- Born: 1971 (age 54–55) Seville, Spain
- Education: University of Seville
- Occupations: Journalist, writer, teacher
- Employers: Centro Andaluz de las Letras [es]; International University of Andalucía;
- Awards: Málaga Novel Award [es] (2013); Andalusian Journalism Award (2018);

= Eva Díaz Pérez =

Spanish journalist and writer

Eva Díaz Pérez (born 1971) is a Spanish journalist and writer. She is also a teacher of cultural journalism at the EUSA University Center and a lecturer. She has received the Andalusian Journalism Award, and in July 2019 she was appointed director of the Centro Andaluz de las Letras (CAL).

==Biography==
Eva Díaz Pérez has a licentiate in information sciences from the University of Seville. Her first job as a journalist was at the now-defunct Diario 16. She worked at El Mundo for more than 20 years as an editor specializing in cultural issues. She has been a contributor to the newspapers ABC and El País and the magazines Mercurio and Andalucía en la Historia.

> **DATA ENTRIES**:
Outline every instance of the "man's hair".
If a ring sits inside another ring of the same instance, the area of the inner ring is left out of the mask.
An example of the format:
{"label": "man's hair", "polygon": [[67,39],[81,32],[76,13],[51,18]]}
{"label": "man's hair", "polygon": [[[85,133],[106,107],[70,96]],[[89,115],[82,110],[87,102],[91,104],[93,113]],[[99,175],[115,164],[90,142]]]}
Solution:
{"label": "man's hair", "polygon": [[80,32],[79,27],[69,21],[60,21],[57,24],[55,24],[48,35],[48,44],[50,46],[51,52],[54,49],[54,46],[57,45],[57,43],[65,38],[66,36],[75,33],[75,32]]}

> **WRITTEN INSTRUCTION**: Continue the biography of Eva Díaz Pérez from its last sentence.

> **FINAL RESULT**:
She began her literary career in 2001 with the publication of the satirical book El polvo del camino. El libro maldito del Rocío. In 2003 and 2004 she was a finalist for the National Journalism Award. In 2005, the José Manuel Lara Foundation published her historical novel Memoria de cenizas, for which she received the 2008 Unamuno "Friend of the Protestants" Award from Protestante Digital, "for her important contribution to the recovery of the Protestant historical memory."

Also in 2005, she was a finalist for the Premio Nadal with her work El Club de la Memoria. In 2006, the Lara Foundation published her Hijos del Mediodía, which won RTVA's El Público Radio and Televisión Award for Andalusian Culture.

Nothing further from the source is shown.